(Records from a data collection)
• • •

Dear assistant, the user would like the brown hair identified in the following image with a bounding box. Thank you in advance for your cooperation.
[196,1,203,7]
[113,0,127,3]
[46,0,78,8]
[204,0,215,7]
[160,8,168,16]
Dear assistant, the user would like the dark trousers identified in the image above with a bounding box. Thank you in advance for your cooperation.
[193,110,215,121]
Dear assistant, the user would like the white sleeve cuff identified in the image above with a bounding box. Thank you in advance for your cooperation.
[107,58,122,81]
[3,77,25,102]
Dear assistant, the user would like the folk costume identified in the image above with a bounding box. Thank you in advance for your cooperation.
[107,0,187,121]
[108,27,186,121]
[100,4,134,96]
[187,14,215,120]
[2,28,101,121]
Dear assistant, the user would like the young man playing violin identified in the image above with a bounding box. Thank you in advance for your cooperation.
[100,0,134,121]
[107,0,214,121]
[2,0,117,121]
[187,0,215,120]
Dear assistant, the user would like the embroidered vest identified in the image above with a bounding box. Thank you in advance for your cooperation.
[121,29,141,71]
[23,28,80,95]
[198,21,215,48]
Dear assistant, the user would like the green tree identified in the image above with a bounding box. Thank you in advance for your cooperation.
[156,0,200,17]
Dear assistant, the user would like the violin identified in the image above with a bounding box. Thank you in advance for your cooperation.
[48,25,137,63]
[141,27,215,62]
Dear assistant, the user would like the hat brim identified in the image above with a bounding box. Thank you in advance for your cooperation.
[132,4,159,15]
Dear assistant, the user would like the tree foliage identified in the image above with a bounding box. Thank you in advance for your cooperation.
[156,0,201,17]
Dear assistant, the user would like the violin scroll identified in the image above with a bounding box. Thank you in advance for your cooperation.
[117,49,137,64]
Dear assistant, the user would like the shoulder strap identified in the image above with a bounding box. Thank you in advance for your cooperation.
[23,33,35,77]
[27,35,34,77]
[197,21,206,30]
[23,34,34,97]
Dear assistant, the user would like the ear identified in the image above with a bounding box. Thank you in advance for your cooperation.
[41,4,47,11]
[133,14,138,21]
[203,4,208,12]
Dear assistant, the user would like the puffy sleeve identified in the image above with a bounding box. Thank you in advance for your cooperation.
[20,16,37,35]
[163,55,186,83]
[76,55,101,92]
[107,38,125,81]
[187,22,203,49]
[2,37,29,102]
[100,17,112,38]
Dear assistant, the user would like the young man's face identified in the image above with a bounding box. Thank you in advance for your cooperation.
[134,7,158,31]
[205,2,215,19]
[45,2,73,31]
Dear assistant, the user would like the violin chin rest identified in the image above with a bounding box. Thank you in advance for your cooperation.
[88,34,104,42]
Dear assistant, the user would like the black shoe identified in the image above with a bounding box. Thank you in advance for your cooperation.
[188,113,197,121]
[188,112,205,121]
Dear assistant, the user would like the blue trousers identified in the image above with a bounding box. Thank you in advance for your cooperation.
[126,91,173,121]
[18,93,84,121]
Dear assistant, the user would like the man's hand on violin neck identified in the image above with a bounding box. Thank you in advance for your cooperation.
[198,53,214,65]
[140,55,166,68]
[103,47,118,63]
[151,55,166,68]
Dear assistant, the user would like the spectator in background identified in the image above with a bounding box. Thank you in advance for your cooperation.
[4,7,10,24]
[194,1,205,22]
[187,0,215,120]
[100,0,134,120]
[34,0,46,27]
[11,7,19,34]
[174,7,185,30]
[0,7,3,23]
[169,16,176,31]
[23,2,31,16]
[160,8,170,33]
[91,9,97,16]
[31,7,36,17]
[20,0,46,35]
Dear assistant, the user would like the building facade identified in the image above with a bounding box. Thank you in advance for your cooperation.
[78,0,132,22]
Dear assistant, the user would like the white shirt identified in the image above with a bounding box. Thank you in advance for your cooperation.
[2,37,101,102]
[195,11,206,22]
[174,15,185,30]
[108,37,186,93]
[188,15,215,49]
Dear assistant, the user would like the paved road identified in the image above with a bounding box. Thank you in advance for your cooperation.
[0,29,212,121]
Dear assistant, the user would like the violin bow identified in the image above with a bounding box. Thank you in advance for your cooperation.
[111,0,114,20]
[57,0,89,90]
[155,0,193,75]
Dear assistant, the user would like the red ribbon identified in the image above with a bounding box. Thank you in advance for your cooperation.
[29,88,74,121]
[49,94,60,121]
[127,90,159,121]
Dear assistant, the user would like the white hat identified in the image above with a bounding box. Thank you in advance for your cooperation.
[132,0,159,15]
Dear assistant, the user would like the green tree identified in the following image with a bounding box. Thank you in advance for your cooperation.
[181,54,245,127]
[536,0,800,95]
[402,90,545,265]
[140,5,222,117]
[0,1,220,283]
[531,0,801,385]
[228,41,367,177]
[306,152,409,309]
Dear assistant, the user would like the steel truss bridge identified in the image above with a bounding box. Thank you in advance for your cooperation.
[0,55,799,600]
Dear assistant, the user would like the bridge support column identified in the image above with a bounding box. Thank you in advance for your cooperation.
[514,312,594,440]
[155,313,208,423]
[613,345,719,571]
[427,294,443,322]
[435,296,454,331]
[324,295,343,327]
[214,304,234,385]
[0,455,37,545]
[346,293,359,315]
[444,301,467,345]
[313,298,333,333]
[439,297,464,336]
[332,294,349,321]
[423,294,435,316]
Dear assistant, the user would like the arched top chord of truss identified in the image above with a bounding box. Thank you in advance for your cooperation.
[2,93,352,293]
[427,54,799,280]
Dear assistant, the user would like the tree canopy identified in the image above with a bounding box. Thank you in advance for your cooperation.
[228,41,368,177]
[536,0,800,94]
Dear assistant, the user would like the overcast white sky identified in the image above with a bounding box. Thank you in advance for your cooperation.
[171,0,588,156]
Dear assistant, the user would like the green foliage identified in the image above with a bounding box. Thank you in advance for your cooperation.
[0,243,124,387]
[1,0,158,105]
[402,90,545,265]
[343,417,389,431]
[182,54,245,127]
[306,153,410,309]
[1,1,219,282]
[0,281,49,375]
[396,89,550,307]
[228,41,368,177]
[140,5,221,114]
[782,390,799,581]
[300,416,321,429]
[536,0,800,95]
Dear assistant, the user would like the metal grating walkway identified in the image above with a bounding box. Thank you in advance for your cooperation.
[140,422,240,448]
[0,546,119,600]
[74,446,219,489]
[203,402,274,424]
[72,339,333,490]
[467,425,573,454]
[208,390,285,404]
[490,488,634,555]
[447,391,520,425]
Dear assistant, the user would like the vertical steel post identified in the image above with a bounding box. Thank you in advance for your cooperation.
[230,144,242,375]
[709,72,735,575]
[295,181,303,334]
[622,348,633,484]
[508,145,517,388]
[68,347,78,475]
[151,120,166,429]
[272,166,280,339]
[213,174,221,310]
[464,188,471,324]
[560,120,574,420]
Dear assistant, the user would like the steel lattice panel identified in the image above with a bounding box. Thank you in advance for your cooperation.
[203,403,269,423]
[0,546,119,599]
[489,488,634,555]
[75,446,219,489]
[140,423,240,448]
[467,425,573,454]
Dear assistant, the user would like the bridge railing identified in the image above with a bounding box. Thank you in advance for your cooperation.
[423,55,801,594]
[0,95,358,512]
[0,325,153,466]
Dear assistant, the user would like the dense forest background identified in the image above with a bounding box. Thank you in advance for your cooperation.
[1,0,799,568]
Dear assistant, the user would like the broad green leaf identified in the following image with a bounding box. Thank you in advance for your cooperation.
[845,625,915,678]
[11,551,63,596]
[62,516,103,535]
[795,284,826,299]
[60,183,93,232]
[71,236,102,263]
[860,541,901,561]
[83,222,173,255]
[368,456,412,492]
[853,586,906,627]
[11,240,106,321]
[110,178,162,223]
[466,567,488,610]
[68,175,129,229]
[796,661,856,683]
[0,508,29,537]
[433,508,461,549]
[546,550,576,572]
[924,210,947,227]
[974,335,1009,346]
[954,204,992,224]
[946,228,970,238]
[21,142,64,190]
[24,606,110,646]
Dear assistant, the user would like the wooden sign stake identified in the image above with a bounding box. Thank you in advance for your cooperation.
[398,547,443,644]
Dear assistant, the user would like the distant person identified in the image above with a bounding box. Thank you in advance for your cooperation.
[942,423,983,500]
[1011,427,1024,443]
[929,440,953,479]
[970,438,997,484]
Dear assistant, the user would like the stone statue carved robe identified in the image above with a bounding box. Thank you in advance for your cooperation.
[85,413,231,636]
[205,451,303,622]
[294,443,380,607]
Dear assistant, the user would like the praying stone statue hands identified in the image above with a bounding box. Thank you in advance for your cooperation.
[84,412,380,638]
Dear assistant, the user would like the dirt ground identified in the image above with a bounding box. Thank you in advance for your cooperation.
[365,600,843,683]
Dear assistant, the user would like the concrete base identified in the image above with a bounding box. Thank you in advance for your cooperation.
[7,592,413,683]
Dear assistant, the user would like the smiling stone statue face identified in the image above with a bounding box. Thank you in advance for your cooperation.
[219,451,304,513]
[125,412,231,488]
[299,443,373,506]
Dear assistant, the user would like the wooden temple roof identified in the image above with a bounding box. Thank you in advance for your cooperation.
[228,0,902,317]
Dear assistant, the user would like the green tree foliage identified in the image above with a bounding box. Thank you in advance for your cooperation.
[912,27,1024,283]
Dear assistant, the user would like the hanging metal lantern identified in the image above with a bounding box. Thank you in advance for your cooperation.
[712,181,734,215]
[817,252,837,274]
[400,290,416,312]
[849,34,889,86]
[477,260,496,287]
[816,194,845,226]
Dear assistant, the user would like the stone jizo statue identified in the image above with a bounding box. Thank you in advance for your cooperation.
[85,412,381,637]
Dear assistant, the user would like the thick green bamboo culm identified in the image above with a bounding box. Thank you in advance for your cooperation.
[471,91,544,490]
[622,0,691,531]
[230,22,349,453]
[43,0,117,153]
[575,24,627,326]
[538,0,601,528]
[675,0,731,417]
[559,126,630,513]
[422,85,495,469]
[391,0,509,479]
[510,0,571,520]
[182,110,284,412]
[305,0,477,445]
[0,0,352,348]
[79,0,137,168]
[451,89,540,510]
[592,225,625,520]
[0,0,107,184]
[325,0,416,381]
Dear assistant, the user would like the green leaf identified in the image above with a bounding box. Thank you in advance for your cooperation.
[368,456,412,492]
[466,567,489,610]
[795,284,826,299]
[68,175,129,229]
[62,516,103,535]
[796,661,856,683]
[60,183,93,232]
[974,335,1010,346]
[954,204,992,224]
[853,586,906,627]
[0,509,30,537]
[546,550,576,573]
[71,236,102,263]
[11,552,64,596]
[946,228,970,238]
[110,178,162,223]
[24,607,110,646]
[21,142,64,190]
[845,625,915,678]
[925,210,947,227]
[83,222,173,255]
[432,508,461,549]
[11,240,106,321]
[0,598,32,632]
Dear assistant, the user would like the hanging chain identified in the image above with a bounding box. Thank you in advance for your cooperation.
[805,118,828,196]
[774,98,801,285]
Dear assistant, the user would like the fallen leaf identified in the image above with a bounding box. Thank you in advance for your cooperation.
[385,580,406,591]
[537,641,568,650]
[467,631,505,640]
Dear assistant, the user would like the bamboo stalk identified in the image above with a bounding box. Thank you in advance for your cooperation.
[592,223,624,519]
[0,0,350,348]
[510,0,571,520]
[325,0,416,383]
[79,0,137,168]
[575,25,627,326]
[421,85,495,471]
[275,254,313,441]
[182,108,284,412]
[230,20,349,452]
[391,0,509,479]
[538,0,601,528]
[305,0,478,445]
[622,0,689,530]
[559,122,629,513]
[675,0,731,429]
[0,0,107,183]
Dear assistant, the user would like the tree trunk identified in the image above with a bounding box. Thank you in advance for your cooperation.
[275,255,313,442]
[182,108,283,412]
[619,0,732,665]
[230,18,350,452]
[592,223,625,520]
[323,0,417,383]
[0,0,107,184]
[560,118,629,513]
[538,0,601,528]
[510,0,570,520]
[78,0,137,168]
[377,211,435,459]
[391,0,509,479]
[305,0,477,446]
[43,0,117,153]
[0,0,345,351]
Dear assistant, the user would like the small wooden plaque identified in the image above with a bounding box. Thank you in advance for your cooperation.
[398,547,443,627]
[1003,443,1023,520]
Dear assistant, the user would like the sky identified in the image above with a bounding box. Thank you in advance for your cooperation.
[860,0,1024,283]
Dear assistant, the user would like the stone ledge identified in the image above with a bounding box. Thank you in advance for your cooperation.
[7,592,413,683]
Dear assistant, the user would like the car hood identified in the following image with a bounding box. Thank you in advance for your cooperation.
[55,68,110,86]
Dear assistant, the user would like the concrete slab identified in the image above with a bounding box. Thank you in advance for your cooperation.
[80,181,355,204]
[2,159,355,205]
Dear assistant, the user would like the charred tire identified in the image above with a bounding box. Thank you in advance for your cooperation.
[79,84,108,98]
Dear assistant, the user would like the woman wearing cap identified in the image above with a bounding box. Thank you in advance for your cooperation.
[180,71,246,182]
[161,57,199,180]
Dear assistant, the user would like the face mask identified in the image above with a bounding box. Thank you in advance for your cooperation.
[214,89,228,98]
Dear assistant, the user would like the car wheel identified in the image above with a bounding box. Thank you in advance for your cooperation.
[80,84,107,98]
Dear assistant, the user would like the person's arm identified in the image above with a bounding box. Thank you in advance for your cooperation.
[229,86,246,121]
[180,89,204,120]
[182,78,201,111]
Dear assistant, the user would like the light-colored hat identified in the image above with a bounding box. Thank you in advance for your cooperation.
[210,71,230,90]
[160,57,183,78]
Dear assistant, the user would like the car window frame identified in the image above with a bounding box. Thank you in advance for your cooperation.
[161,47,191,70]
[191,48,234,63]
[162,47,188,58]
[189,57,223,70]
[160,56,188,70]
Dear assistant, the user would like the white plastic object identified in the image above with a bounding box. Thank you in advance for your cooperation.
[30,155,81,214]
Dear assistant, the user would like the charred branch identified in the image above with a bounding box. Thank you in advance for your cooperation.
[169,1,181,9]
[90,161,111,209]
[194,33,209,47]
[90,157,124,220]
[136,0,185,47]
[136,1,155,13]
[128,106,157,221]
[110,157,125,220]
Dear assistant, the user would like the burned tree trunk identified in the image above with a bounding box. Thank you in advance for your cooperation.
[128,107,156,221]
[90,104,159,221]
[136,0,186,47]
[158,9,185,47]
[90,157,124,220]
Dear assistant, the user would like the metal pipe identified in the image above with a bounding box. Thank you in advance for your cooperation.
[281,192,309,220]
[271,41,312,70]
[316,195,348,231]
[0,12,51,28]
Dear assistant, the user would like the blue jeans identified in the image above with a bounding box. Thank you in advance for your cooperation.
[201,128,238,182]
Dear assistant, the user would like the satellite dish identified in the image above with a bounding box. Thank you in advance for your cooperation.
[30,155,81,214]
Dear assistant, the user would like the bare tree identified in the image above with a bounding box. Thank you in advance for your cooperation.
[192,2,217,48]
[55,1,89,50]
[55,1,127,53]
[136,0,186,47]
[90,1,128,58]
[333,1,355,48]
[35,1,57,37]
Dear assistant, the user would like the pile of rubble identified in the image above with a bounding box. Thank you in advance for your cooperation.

• • •

▸ **Directions for this task**: Could you copy exactly the lines from the one containing "Dear assistant, the user would like the satellite" through the end of the records above, and nothing more?

▸ **Answer area**:
Dear assistant, the user would like the satellite dish identified in the image above with a bounding box. Thank you in advance for your cooperation.
[30,155,81,214]
Dear assistant, the user would like the bare tree identified in the image above with a bounding box. Thank you in advance for your cooperation.
[192,2,217,48]
[55,1,89,50]
[55,1,127,53]
[136,0,186,47]
[90,1,128,58]
[333,1,355,48]
[35,1,57,37]
Dear assistant, the user would like the pile of rubble identified in the image above with a bounding box. Thank you in advance for your cooperation.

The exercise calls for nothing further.